■ Source excerpt ■

=-=-=-=-=

Thursday, November 6, 2014

Some thoughts on the .314 Atlas

If you follow 3D printing news, or just geeky technical news in general, you've probably seen mention of the "new bullet" that will "make 3D printed guns a reality". Sadly, as with most reporting about the intersection between 3D printing and firearms, the reporting on this topic has been long on emotion and quite short on information. Let's change that.

I should disclaim that although I know something about 3D printing, guns and mechanical design, and I believe I'm reasonably able to read and understand things as varied as dimensioned drawings and firearms laws, I am not an engineer, gunsmith or lawyer. Take anything I might say here with the appropriate serving of salt.

First, let's dispense with the immediate inaccuracy: the .314 Atlas, which is the name given to the project by its creator, Michael Crumling, is not a "new bullet". The bullet is the bit that goes downrange; that is, the thing that the gun shoots out of its barrel. In a modern, breech-loading gun the bullet is combined with three other parts in order to make a round or cartridge of ammunition: the case, the primer and the powder. What Mr. Crumling has designed, and deserves full credit for, is an innovative case. The bullets appear to be ordinary lead balls, the primers and powder appear to be ordinary commercial parts. In fact, calling the .314 Atlas a cartridge design might be very important, as I'll get to a little later.

=-=-=-=-=

Region annotation entries
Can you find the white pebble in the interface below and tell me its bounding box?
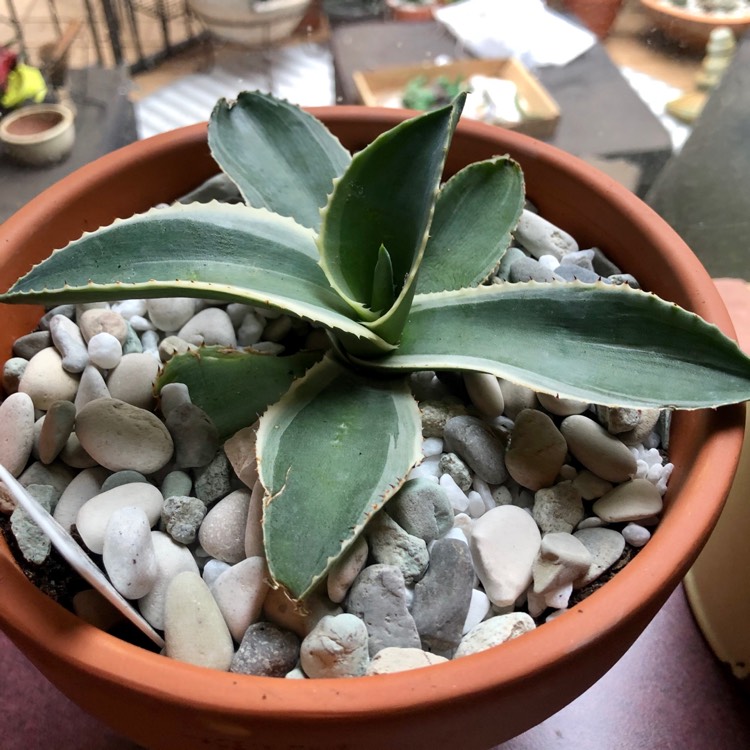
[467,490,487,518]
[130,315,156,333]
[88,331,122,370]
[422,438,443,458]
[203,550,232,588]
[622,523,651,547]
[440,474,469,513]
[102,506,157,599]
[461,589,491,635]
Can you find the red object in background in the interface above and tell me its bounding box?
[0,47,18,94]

=-=-=-=-=

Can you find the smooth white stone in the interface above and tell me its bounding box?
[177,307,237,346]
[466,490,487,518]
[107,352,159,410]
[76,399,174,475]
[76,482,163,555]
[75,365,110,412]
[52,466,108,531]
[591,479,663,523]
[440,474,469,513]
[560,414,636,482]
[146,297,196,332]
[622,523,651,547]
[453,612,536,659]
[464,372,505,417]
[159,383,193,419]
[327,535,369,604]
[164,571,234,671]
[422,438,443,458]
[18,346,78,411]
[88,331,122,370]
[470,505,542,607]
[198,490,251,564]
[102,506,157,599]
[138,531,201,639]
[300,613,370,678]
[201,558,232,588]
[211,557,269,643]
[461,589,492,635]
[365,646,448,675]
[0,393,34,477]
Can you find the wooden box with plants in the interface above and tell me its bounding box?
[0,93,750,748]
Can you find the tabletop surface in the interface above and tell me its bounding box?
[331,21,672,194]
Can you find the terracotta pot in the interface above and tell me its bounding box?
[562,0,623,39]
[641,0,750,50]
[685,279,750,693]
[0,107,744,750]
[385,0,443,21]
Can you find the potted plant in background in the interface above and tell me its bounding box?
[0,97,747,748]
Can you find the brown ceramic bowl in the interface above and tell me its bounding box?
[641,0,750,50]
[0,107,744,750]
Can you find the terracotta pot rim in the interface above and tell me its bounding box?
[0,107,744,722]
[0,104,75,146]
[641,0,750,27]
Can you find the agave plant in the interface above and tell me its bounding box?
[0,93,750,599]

=-=-=-=-=

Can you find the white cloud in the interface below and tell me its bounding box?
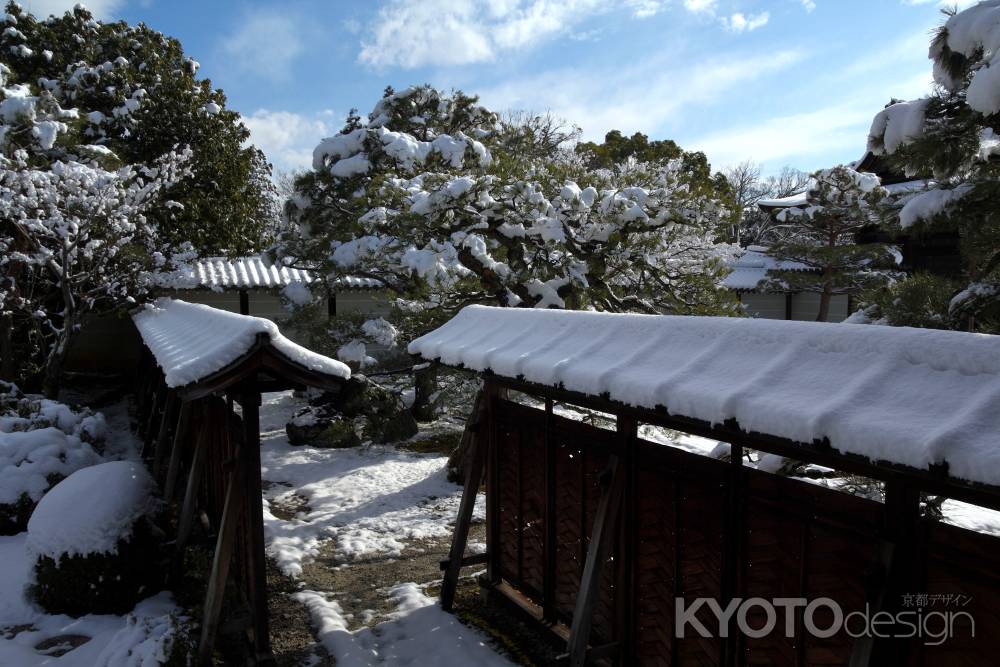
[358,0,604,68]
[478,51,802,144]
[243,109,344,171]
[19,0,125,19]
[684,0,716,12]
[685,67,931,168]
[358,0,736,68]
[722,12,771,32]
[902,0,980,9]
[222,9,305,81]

=-=-=-=-=

■ Work to do ■
• a. What four parts make up a round of ammunition in a modern breech-loading gun, according to the post on the .314 Atlas?
• b. From the post on the .314 Atlas, reproduce verbatim the passage starting with "First, let's dispense" and going on through "a little later.".
• c. Take the post on the .314 Atlas further, picking up after its final sentence.

■ Responses for each task ■
• a. The bullet, the case, the primer and the powder.

• b.
First, let's dispense with the immediate inaccuracy: the .314 Atlas, which is the name given to the project by its creator, Michael Crumling, is not a "new bullet". The bullet is the bit that goes downrange; that is, the thing that the gun shoots out of its barrel. In a modern, breech-loading gun the bullet is combined with three other parts in order to make a round or cartridge of ammunition: the case, the primer and the powder. What Mr. Crumling has designed, and deserves full credit for, is an innovative case. The bullets appear to be ordinary lead balls, the primers and powder appear to be ordinary commercial parts. In fact, calling the .314 Atlas a cartridge design might be very important, as I'll get to a little later.

• c.
To understand what the innovative part is, you need to know something about ordinary ammunition. The case is typically made of brass, with a fairly heavy base and thin walls in the form of a tapering cylinder that's open at the top. The primer fits into a machined recess at the bottom, the bullet in the open top, and the powder is contained inside. The Wikipedia page has plenty of pictures and a couple of cutaway drawings. The case can be made of brass because even though the powder is going to burn inside of it, it doesn't have to contain the pressure. When the round is loaded for firing it is pushed into a carefully machined chamber at the back of the gun, a part known as the receiver. It can be a separate piece of metal, or integral with the barrel. The shape of the chamber precisely matches the shape of the case, with the bullet extending just into the barrel and the primer end of the case flush with the edge of the receiver, or protruding just a little (so the ejector can grab it, but that detail isn't important). When the round is fired, a metal pin crushes the primer to ignite it, the primer ignites the powder, the powder burns into hot gas at very high pressure which pushes the bullet down the barrel, and the bullet goes downrange. Afterwards most cases can be reloaded and reused, though some are designed to be disposable.

Of course, where the case is light and relatively weak, the receiver and barrel are heavy and strong. Machined out of steel, they can withstand the pressure of the hot gases thousands of times. The barrel also contains spiral grooves called rifling that cut into the softer bullet and cause it to spin, which dramatically increases accuracy. In the process, the bullet is formed to the barrel so that the hot gas doesn't leak past it; any leakage means lost energy.

Readily available 3D printers, the kind that use Fused Filament Fabrication (FFF) with spools of plastic filament, can't make strong receivers or barrels. The best they can do is make big blocks of plastic that will hopefully not shatter the first time that a cartridge is fired inside them, and even then are only able to handle a small, low-powered round.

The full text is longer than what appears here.